> _WHAT THE EXERCISE ASKS_
Filter the entries below, keeping only lines with the word "thumb".

Referring expression data:
= = =

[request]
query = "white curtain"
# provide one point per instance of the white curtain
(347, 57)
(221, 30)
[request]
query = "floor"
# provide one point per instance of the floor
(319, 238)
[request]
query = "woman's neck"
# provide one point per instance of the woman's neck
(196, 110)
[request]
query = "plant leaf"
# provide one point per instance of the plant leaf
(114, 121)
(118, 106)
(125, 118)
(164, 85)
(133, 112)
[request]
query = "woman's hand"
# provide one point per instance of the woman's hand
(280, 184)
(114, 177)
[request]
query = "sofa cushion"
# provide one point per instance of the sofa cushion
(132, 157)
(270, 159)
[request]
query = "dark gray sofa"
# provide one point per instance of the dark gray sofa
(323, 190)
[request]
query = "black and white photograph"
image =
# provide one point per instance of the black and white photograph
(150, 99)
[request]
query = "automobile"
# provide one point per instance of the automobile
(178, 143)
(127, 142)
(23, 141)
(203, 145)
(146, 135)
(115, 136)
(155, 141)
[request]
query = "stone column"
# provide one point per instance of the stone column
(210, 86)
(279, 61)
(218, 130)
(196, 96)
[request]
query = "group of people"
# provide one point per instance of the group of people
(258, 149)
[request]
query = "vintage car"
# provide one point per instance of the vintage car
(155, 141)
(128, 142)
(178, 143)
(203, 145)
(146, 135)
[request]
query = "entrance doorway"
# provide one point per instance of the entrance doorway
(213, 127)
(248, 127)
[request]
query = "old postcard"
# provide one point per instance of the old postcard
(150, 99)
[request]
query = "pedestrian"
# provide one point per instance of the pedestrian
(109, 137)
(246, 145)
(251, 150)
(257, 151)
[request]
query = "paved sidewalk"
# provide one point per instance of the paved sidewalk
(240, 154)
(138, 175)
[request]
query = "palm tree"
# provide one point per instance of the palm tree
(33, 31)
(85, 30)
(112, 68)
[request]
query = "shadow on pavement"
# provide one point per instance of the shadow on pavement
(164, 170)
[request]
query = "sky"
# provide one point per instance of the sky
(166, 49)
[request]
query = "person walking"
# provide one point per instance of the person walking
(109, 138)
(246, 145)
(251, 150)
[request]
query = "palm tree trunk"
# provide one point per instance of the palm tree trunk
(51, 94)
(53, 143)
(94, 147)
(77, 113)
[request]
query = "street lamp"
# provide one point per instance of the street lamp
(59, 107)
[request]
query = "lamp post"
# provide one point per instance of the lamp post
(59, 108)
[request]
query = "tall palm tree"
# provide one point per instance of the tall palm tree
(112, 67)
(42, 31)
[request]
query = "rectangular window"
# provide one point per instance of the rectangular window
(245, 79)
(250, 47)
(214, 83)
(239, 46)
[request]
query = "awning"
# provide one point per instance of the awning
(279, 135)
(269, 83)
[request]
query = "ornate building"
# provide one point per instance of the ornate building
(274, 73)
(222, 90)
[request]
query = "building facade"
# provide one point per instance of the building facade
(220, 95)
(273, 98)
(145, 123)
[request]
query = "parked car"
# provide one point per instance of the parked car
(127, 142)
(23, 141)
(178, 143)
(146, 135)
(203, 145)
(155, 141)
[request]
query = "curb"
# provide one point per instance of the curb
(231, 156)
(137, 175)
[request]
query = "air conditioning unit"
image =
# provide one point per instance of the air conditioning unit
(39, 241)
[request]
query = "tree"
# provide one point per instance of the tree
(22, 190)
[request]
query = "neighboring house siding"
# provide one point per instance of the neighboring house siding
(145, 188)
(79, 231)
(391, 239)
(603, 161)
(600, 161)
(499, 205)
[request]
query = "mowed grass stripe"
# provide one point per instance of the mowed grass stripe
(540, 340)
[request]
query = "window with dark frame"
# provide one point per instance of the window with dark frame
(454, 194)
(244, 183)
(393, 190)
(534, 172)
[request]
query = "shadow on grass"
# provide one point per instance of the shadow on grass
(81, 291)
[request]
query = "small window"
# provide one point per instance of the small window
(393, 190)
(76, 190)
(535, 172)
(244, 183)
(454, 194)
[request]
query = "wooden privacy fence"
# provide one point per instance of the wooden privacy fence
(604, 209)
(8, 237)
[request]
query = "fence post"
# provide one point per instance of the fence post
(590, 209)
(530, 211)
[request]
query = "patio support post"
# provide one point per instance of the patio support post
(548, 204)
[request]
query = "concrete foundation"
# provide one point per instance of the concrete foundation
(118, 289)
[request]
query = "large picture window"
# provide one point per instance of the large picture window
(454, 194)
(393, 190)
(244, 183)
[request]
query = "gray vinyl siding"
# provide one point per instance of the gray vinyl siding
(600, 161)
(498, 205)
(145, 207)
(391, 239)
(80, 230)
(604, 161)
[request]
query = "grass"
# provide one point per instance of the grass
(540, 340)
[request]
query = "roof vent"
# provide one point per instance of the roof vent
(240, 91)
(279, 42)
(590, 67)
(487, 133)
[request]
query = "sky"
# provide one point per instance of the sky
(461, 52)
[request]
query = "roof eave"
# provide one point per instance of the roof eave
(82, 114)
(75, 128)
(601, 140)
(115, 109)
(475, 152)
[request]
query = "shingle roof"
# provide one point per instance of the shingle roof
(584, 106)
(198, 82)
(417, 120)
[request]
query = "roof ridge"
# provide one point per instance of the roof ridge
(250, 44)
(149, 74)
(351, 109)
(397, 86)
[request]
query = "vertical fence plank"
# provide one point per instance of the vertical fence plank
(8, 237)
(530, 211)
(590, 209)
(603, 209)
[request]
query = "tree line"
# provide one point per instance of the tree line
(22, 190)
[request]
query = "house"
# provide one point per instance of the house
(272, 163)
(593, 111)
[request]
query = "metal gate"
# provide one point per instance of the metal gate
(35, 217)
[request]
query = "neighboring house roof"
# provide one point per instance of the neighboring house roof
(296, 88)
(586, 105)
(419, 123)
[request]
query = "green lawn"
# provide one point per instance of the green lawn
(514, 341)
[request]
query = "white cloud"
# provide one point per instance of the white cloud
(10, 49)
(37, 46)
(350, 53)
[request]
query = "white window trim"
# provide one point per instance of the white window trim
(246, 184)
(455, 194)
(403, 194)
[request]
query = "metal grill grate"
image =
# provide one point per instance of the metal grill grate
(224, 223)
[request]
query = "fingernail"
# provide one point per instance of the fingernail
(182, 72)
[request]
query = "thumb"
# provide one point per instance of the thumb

= = =

> _FINAL ANSWER_
query = "thumb"
# provide one point per instance of the thumb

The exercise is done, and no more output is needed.